> **Object pointing dataset rows**:
==========
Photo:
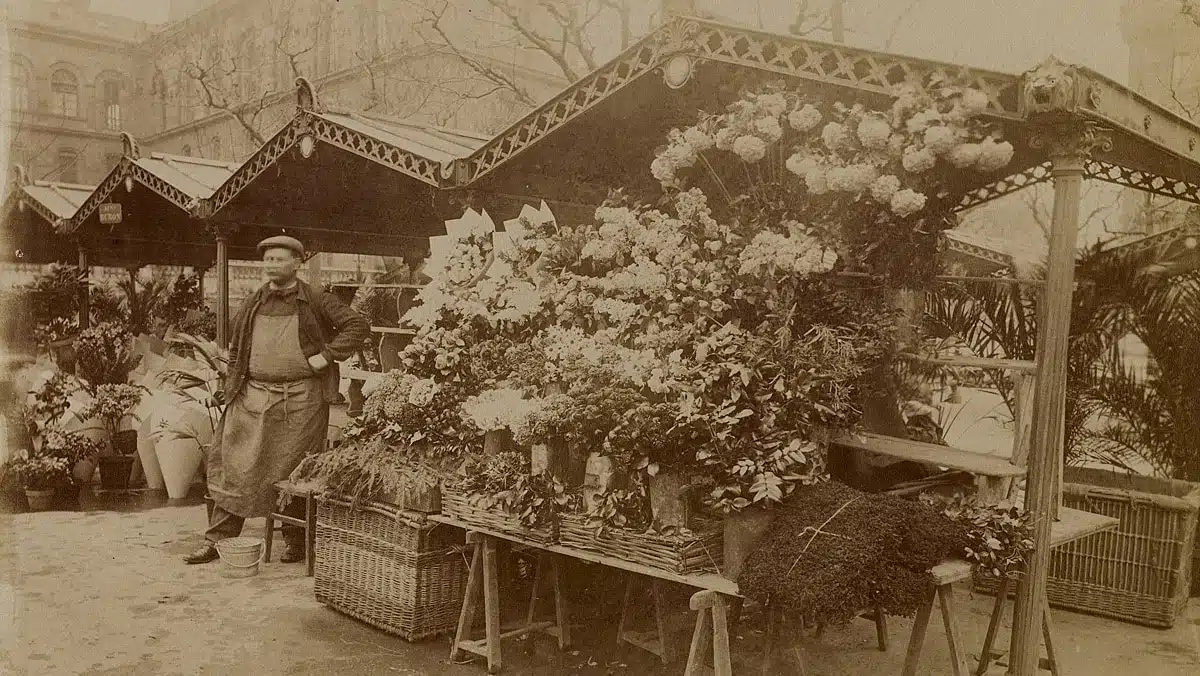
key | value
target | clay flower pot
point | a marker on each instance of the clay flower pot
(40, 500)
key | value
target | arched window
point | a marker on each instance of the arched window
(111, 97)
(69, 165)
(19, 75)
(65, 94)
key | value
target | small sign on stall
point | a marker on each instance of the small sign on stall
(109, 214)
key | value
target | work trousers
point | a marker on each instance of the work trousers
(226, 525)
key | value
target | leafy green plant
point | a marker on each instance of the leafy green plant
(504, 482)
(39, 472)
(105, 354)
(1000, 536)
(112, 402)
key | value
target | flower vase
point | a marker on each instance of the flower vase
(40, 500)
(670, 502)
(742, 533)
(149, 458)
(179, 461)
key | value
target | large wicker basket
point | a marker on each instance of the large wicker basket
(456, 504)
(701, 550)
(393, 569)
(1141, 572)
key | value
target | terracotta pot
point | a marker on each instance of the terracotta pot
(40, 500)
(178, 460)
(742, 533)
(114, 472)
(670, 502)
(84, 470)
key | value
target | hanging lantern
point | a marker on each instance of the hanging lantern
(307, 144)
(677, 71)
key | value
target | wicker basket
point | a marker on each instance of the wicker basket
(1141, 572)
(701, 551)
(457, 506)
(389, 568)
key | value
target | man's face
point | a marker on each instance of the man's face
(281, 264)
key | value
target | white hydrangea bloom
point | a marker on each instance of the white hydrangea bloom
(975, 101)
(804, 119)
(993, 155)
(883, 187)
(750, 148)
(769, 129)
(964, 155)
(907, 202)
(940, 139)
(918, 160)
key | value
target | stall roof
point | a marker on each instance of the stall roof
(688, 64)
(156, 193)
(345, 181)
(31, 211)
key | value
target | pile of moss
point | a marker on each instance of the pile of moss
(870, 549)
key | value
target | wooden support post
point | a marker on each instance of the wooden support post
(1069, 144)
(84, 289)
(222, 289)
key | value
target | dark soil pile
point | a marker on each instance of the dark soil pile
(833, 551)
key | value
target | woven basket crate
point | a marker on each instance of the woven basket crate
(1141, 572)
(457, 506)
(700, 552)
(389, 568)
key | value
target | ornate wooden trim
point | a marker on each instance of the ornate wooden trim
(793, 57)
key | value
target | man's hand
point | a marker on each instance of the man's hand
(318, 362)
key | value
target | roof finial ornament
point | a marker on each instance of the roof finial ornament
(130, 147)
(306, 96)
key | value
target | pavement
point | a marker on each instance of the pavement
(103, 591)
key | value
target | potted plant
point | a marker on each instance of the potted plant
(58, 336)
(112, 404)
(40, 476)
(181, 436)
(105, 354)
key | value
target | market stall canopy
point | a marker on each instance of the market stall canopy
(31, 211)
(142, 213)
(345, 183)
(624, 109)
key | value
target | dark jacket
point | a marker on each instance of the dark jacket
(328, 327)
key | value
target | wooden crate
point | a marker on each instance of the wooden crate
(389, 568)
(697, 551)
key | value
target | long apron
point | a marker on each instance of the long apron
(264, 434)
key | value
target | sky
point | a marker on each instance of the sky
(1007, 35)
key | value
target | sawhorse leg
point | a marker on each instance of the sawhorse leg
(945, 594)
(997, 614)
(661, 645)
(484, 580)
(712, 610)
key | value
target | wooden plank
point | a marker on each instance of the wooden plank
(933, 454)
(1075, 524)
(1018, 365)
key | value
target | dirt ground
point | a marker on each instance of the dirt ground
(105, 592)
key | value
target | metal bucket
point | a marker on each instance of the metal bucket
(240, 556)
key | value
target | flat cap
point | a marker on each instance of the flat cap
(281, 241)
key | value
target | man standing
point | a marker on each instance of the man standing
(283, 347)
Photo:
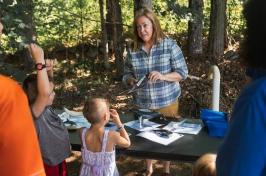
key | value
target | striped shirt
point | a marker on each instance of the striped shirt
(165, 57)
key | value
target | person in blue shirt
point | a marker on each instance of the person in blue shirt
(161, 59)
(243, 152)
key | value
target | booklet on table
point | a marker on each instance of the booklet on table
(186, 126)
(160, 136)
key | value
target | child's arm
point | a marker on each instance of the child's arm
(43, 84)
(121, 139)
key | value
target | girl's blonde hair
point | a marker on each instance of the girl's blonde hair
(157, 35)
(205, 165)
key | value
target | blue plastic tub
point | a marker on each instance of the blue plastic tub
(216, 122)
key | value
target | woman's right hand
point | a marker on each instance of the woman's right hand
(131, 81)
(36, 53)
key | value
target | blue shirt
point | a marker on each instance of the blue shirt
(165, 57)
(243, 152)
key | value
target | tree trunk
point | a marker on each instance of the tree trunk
==========
Exclude all images and restate the records above word for word.

> **Solution to this task**:
Photo:
key | value
target | clay flower pot
point | a marker on each instance of the clay flower pot
(40, 500)
key | value
target | arched window
point | a marker on each instance of the arched window
(111, 97)
(69, 165)
(19, 75)
(65, 94)
key | value
target | small sign on stall
point | a marker on each instance of the small sign on stall
(109, 214)
key | value
target | work trousers
point | a marker on each instance of the work trousers
(226, 525)
key | value
target | leafy green plant
point | a marker on each instance of the leafy green plant
(504, 482)
(39, 472)
(105, 354)
(1000, 536)
(112, 402)
key | value
target | flower vase
point | a marker on each instance of the flower vase
(40, 500)
(670, 502)
(742, 533)
(149, 458)
(179, 461)
key | value
target | large wicker basket
point | a marker on each instance of the large wicker basket
(456, 504)
(701, 550)
(393, 569)
(1141, 572)
key | value
target | terracotta pot
point | a marker on each instance of the terracotta pot
(40, 500)
(178, 460)
(742, 533)
(114, 472)
(670, 502)
(84, 470)
key | value
target | hanging lantern
point | a marker on each instance of the hanging lantern
(307, 144)
(677, 71)
key | value
target | wicker basket
point | a marker on each instance of the wicker basket
(1141, 572)
(701, 551)
(457, 506)
(389, 568)
key | value
target | man's face
point | a marker on each instance of the man's face
(281, 264)
key | value
target | white hydrangea bloom
point | a marker on each instance of the white hydrangea bloom
(975, 101)
(804, 119)
(993, 155)
(883, 187)
(750, 148)
(769, 129)
(964, 155)
(907, 202)
(940, 139)
(918, 160)
key | value
target | stall roof
point | a marker on each instance of the stall roof
(688, 64)
(156, 193)
(345, 181)
(31, 211)
key | value
target | pile of moss
point | a marker on each instance of the pile of moss
(870, 549)
key | value
target | wooden support post
point | a marker on each instance of the wooden support post
(1069, 144)
(84, 289)
(222, 289)
key | value
target | dark soil pile
point | a marker on each instance of the dark soil pile
(833, 551)
key | value
target | woven basket crate
point | a marker on each instance of the woven basket crate
(1141, 572)
(457, 506)
(700, 552)
(389, 568)
key | value
target | ornate wooden trim
point | a marker on each instance of the ornate wooden trim
(793, 57)
key | value
target | man's hand
point | a marker on each instance of the man's hand
(318, 362)
key | value
target | roof finial ornament
point | a marker on each instance of the roof finial ornament
(130, 147)
(306, 96)
key | value
target | pavement
point | a marker on each instance of the pavement
(103, 591)
key | value
target | potted plant
point | a marker on each instance of the potted plant
(58, 336)
(112, 404)
(40, 476)
(181, 436)
(105, 354)
key | value
target | market stall canopy
point | a marker on each instance of the market stall canopy
(31, 211)
(142, 213)
(345, 183)
(624, 109)
key | value
target | dark jacket
point | a marker on each instance of the dark jacket
(328, 327)
key | value
target | wooden crate
point | a marker on each instance of the wooden crate
(389, 568)
(697, 551)
key | value
target | long apron
point | a marker on each instance of the long apron
(264, 434)
key | value
target | sky
point | a marker on each instance of the sky
(1007, 35)
key | value
target | sawhorse leg
point | a marker on each instance of the sawhorse leg
(945, 594)
(997, 614)
(661, 645)
(484, 580)
(712, 610)
key | value
target | wooden plank
point | a marker on each instance of the wooden plank
(933, 454)
(1075, 524)
(1018, 365)
key | value
target | dirt ground
point | a marker on each instance of the dirt ground
(105, 592)
key | value
target | metal bucket
point | a marker on each instance of the metal bucket
(240, 556)
key | value
target | flat cap
point | a marker on each instance of the flat cap
(281, 241)
key | value
target | man standing
point | a marker on each instance of the man standing
(283, 347)
Photo:
key | value
target | striped shirt
point | a marker on each instance of the striped shirt
(165, 57)
key | value
target | person in blue shirt
point | a marker on each instance of the person in blue shirt
(161, 59)
(243, 152)
key | value
target | booklet on table
point | a marker on each instance of the booklet on table
(186, 126)
(160, 136)
key | value
target | child's arm
point | a marker on each instance of the child's arm
(43, 84)
(121, 139)
key | value
target | girl's blonde hair
point | a marker on each instance of the girl's blonde hair
(157, 35)
(205, 165)
key | value
target | blue plastic tub
point | a marker on each instance of the blue plastic tub
(216, 122)
key | value
target | woman's right hand
point | a marker on each instance of the woman's right hand
(131, 81)
(36, 53)
key | value
target | blue shirt
point | a marker on each instance of the blue shirt
(165, 57)
(243, 152)
key | value
target | tree trunk
point | a marker on each instance of the tree trunk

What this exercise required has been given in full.